TASK BRIEF:
Render every line of the records below as a numbered list, omitting any blank lines.

[EXTRACTED MATERIAL start]

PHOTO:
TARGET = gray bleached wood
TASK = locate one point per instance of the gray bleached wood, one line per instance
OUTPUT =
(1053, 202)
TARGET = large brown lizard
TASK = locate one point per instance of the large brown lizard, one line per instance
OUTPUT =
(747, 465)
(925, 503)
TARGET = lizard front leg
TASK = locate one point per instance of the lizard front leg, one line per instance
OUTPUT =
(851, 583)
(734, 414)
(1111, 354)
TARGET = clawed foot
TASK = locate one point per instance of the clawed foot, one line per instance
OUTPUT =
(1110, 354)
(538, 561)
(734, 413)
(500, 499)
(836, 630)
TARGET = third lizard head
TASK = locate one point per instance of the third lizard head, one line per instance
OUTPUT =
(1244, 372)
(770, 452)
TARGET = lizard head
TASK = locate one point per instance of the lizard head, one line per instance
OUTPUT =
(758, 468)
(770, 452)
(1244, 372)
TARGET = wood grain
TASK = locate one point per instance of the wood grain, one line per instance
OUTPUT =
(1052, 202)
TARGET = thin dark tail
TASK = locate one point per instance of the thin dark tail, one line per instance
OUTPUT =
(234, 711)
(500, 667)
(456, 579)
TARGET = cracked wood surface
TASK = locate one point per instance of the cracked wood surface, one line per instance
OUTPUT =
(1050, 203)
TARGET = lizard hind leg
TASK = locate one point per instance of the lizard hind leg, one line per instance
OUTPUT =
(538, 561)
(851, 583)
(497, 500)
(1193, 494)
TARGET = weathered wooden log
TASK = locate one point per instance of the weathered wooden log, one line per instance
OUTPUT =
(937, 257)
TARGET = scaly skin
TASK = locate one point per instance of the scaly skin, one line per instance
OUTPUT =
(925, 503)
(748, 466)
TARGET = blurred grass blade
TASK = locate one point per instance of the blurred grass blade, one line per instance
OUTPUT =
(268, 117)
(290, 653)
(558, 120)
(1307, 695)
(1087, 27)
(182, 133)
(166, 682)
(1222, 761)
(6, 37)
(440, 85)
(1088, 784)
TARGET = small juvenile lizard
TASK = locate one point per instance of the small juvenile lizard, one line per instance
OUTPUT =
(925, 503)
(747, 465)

[EXTRACTED MATERIAL end]

CORRECT RESULT:
1. PHOTO:
2. TARGET = gray bleached wood
3. TASK = locate one point per instance of the gray bleached wood, one line per instance
4. OUTPUT =
5. (1053, 202)
6. TARGET = large brown lizard
7. TASK = locate one point per instance of the large brown lizard, one line per instance
8. OUTPUT =
9. (747, 465)
10. (925, 503)
11. TARGET = lizard front leg
12. TASK = locate one point per instance of the lizard front leg, one line per instance
13. OUTPUT =
14. (851, 583)
15. (734, 414)
16. (1111, 354)
17. TARGET = clawed foot
18. TASK = locate one point per instance of the clawed foot, one line per instance
19. OUTPUT =
20. (1110, 354)
21. (538, 561)
22. (734, 413)
23. (500, 499)
24. (836, 630)
25. TARGET = third lizard head
26. TASK = locate one point per instance of the third lizard head, one line per instance
27. OUTPUT =
28. (1244, 372)
29. (770, 452)
30. TARGET = lizard head
31. TASK = locate one point per instance of the lizard head, one line per instance
32. OUTPUT =
33. (758, 468)
34. (770, 452)
35. (1244, 372)
36. TARGET = wood grain
37. TASK = locate one point per instance of the wood grain, one line per instance
38. OUTPUT =
39. (1052, 202)
40. TARGET = thin dark tail
41. TASK = locate one point per instance of the thin dark tail, one line per instance
42. OUTPUT =
43. (234, 711)
44. (500, 667)
45. (456, 579)
46. TARGET = cracked wood surface
47. TASK = locate one point per instance of the cracked wood surface, one line per instance
48. OUTPUT =
49. (1050, 203)
50. TARGET = lizard hind leg
51. TASK = locate one point per instance of the lizard hind leg, one line per instance
52. OUTPUT =
53. (538, 561)
54. (851, 583)
55. (497, 500)
56. (1193, 494)
57. TARGET = weathered wooden log
58. TASK = locate one point per instance of the weathered wooden log, one line per instance
59. OUTPUT =
60. (937, 257)
61. TARGET = scaly skin
62. TASK = locate one point per instance of the scaly skin, one line per instance
63. OUTPUT =
64. (925, 503)
65. (748, 466)
66. TARGET = blurred grass blade
67. TASK = locate one point per instance of the blurred grass blade, one line per instance
68. OUTPUT =
69. (268, 117)
70. (290, 653)
71. (558, 120)
72. (1307, 695)
73. (1087, 27)
74. (182, 133)
75. (166, 682)
76. (1222, 761)
77. (6, 37)
78. (440, 85)
79. (1088, 784)
80. TARGET = small juvenile lizard
81. TASK = locate one point per instance of the small juvenile lizard, one line per instance
82. OUTPUT =
83. (925, 503)
84. (747, 465)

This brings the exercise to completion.